[Task inputs]:
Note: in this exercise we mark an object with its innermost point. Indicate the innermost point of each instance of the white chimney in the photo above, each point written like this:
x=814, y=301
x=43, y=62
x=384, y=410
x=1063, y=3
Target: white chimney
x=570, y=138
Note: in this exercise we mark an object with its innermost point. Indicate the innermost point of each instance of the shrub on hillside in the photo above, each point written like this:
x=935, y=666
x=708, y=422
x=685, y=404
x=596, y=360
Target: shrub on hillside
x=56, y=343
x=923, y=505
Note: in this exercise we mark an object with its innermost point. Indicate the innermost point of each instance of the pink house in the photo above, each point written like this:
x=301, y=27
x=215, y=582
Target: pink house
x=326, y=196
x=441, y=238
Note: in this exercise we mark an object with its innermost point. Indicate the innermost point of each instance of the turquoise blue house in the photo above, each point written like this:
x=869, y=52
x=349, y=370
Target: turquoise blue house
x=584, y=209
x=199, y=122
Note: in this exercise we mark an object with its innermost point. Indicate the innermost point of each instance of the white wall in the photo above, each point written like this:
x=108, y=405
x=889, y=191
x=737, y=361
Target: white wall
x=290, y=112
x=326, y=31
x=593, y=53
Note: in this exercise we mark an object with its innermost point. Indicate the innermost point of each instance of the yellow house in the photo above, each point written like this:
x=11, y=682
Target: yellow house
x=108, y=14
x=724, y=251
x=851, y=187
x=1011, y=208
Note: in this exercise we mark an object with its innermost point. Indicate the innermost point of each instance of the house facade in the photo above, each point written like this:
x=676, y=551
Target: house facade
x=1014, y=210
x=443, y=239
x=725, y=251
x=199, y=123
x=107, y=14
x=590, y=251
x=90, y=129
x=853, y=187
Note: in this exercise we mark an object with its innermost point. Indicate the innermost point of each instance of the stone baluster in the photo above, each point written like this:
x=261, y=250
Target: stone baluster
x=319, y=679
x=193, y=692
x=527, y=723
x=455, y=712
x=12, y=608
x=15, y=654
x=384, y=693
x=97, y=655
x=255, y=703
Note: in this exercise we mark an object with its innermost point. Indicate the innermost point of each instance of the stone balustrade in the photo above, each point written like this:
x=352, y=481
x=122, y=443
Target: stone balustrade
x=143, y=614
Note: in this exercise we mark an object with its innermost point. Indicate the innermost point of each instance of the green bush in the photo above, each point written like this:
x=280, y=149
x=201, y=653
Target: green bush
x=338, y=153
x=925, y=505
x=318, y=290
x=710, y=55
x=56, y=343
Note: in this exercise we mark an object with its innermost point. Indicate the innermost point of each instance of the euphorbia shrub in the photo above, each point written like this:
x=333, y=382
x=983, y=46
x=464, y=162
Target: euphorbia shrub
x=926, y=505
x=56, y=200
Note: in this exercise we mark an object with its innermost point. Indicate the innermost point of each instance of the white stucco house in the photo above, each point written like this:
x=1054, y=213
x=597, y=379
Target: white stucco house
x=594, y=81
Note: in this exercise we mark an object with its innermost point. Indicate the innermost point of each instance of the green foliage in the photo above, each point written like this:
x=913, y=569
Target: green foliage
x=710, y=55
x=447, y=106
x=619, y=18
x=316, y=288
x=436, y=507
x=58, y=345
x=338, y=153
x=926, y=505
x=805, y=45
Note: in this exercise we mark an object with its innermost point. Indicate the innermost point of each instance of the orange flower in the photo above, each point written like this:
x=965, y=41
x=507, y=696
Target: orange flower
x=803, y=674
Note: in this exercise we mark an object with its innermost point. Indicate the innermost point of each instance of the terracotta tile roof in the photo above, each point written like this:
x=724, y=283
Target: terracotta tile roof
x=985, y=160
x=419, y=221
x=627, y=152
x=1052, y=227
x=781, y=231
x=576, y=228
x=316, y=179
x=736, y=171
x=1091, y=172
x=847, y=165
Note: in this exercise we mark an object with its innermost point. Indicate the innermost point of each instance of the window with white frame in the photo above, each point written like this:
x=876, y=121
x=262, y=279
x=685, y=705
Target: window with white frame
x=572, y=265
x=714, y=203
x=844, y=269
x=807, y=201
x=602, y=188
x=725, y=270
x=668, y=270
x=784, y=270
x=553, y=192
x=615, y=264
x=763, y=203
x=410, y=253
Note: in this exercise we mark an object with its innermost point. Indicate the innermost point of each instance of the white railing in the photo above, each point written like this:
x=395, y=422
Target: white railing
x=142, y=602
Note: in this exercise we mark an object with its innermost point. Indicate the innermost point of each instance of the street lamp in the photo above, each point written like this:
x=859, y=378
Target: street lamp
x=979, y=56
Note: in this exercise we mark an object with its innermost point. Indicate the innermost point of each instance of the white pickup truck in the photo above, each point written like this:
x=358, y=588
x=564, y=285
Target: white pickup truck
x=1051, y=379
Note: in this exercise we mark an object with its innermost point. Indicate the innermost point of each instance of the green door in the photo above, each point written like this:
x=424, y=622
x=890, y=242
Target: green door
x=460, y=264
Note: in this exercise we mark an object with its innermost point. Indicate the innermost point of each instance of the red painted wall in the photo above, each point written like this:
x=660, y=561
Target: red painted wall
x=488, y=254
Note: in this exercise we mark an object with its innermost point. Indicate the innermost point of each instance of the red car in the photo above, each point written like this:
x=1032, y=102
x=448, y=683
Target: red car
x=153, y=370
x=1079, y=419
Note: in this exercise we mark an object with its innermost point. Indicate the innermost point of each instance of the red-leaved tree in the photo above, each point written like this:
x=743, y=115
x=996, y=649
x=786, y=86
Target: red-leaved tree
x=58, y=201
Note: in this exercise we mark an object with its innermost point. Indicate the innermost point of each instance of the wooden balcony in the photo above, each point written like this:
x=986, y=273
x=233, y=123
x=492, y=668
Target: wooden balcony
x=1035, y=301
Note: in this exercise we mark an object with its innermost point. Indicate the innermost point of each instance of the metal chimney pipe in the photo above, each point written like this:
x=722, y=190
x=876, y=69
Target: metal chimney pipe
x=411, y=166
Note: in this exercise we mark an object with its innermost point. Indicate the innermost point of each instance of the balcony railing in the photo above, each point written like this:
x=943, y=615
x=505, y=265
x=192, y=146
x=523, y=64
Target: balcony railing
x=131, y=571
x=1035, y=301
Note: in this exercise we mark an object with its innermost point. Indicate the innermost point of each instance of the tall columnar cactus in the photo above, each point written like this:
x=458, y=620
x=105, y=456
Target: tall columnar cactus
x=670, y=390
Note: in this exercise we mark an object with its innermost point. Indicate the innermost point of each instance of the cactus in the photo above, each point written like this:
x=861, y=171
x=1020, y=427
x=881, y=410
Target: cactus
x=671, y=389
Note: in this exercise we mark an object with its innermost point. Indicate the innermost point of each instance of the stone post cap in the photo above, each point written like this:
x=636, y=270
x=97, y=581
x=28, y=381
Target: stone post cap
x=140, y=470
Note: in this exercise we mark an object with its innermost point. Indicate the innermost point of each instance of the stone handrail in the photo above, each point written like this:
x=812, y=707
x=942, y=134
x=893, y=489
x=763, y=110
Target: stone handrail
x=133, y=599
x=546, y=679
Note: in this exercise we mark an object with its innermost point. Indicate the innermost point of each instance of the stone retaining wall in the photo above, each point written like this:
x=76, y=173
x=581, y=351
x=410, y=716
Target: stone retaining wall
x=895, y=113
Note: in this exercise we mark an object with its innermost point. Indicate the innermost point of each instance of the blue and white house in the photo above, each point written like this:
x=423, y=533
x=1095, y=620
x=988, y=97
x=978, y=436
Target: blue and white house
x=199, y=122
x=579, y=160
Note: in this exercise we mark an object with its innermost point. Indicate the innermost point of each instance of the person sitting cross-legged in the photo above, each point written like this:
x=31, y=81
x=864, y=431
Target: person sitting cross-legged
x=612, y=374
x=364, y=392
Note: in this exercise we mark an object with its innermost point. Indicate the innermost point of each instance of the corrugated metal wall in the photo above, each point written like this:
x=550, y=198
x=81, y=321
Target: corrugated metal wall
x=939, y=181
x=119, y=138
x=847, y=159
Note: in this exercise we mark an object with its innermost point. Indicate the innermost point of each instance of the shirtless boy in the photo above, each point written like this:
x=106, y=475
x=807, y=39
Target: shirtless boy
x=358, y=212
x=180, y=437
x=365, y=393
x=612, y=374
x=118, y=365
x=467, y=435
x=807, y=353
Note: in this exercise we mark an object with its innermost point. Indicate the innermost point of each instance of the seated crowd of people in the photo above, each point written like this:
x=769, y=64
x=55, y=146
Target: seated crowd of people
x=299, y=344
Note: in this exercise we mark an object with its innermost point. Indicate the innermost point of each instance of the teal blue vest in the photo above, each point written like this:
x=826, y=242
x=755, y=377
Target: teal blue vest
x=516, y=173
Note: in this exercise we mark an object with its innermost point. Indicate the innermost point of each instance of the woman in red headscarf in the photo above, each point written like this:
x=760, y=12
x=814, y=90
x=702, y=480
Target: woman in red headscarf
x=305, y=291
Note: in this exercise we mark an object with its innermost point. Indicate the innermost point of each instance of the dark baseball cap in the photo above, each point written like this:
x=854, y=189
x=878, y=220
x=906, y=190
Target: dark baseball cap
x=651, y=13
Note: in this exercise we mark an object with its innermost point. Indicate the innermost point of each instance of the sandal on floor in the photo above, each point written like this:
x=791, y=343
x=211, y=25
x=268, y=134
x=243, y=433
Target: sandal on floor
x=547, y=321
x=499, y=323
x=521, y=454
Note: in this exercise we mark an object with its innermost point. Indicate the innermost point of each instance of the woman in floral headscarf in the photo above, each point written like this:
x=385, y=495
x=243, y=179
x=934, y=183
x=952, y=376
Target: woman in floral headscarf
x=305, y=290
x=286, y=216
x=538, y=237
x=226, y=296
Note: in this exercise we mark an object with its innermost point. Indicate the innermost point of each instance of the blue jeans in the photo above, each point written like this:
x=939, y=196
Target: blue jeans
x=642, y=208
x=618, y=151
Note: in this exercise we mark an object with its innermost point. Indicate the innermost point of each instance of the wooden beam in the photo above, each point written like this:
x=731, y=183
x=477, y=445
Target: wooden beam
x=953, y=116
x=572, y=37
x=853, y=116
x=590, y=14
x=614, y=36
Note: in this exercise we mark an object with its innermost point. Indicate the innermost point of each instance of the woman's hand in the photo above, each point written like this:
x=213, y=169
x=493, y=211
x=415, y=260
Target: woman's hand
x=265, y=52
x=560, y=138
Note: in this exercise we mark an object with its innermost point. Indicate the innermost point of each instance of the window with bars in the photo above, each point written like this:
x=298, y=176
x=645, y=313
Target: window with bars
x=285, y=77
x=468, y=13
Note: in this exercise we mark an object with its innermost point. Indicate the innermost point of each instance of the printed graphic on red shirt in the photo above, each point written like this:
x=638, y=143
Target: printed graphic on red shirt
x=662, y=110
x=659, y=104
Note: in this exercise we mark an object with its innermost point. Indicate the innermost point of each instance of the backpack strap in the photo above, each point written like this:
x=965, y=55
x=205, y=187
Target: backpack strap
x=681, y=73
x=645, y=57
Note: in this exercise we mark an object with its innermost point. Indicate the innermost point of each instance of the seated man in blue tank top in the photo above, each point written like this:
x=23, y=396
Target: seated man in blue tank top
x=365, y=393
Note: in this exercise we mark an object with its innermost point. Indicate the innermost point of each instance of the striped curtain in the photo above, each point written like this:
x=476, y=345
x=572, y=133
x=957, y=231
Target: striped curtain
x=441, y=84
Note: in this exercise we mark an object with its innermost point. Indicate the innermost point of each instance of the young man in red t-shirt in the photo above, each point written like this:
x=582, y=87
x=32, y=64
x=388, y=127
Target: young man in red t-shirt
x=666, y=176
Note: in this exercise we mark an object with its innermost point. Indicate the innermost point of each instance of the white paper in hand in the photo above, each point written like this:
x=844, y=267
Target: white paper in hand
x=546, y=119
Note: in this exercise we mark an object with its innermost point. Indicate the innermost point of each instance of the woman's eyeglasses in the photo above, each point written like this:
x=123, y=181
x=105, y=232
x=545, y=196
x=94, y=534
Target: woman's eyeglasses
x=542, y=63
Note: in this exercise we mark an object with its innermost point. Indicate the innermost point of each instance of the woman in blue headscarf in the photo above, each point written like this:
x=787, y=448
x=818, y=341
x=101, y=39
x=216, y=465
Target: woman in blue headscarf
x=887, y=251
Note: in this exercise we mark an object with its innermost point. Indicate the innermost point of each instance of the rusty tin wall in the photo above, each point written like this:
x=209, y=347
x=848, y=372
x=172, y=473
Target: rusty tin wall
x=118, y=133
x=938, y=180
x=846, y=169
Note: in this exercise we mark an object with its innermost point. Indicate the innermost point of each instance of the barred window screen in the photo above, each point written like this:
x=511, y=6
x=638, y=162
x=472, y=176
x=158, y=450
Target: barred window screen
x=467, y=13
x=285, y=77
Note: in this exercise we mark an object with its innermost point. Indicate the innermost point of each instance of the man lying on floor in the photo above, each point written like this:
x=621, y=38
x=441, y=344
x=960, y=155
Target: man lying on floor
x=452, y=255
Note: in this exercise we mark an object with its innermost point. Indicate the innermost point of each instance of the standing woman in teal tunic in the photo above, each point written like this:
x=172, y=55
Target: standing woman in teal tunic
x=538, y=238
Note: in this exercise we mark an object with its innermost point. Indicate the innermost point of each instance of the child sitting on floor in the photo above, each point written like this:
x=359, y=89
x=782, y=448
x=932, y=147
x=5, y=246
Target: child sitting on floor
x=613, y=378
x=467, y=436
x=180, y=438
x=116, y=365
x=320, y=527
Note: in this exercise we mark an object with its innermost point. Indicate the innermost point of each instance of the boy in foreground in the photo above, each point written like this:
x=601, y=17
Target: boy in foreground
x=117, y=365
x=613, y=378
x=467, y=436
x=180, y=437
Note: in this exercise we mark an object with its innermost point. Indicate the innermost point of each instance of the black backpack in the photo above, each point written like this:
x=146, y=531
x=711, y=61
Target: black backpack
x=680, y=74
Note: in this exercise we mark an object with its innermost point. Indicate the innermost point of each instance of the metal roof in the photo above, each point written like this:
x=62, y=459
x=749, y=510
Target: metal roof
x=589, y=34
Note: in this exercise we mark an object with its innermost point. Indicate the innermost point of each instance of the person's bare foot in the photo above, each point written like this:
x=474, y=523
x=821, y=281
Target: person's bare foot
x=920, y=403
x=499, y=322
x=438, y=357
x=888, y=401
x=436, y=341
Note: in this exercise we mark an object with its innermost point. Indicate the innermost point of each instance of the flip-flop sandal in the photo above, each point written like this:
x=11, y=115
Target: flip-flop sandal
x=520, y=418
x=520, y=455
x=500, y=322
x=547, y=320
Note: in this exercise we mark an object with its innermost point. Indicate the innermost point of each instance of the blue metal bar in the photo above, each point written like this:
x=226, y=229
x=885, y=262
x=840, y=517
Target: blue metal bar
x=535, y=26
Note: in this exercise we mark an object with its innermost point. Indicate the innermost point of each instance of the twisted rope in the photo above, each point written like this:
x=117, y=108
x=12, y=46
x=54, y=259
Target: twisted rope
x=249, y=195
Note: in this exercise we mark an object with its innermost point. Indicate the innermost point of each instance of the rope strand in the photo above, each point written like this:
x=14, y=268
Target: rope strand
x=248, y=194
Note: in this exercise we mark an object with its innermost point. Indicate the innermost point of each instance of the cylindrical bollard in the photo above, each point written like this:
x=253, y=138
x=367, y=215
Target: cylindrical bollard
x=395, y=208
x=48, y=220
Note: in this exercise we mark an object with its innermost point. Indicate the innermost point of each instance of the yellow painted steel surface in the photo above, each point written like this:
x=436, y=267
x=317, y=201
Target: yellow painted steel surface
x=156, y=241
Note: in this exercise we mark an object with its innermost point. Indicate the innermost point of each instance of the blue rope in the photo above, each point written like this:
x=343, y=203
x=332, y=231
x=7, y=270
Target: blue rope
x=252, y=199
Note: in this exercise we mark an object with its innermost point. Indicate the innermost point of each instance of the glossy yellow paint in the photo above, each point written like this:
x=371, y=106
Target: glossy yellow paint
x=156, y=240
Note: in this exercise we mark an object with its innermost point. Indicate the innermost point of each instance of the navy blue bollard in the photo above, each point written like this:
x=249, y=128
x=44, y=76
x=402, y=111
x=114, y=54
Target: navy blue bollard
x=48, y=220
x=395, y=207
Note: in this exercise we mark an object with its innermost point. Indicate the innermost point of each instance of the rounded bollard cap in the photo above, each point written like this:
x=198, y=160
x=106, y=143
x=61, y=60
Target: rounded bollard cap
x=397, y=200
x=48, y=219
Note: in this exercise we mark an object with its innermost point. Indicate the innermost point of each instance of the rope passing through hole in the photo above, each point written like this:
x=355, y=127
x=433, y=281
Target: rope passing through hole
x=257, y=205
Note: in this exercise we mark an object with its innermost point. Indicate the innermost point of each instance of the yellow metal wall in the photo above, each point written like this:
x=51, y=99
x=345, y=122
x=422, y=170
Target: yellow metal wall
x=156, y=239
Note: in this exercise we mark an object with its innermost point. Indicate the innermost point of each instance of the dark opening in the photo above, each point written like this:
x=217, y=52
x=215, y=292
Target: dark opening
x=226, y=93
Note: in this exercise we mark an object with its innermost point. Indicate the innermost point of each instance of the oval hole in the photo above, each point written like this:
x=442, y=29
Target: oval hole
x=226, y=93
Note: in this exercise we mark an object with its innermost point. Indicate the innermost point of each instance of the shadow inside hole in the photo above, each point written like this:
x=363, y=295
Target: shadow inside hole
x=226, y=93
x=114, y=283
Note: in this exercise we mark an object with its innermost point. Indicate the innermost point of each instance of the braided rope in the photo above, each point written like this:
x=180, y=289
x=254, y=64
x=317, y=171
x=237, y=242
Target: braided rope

[Aim]: Write out the stretch of the records from the line that contains "of the corrugated" through the line that contains "x=305, y=291", reproducing each line unchanged.

[Solution to this task]:
Note: in this exercise we mark an object with its innermost point. Indicate the innermost point of each instance of the corrugated metal wall in the photo above, each point written like this:
x=550, y=198
x=81, y=321
Target: corrugated metal wall
x=939, y=181
x=119, y=138
x=847, y=159
Note: in this exercise we mark an object with its innermost point. Indicate the innermost point of each instance of the shirtless boy in the photo above, each point written like this:
x=106, y=475
x=807, y=39
Target: shirtless boy
x=358, y=212
x=180, y=437
x=365, y=393
x=612, y=374
x=118, y=365
x=467, y=435
x=807, y=353
Note: in this exercise we mark an object with its innermost point. Indicate the innermost point of each instance of the seated crowd of people in the photo above, each point written like this:
x=769, y=64
x=55, y=146
Target: seated crowd of people
x=299, y=344
Note: in this exercise we mark an object with its innermost point. Indicate the innermost point of each instance of the teal blue vest in the photo above, each point written like this:
x=826, y=242
x=755, y=377
Target: teal blue vest
x=516, y=173
Note: in this exercise we mark an object with its innermost point. Indicate the innermost point of each instance of the woman in red headscarf in the photo above, each point written like this:
x=760, y=12
x=814, y=90
x=702, y=480
Target: woman in red headscarf
x=305, y=291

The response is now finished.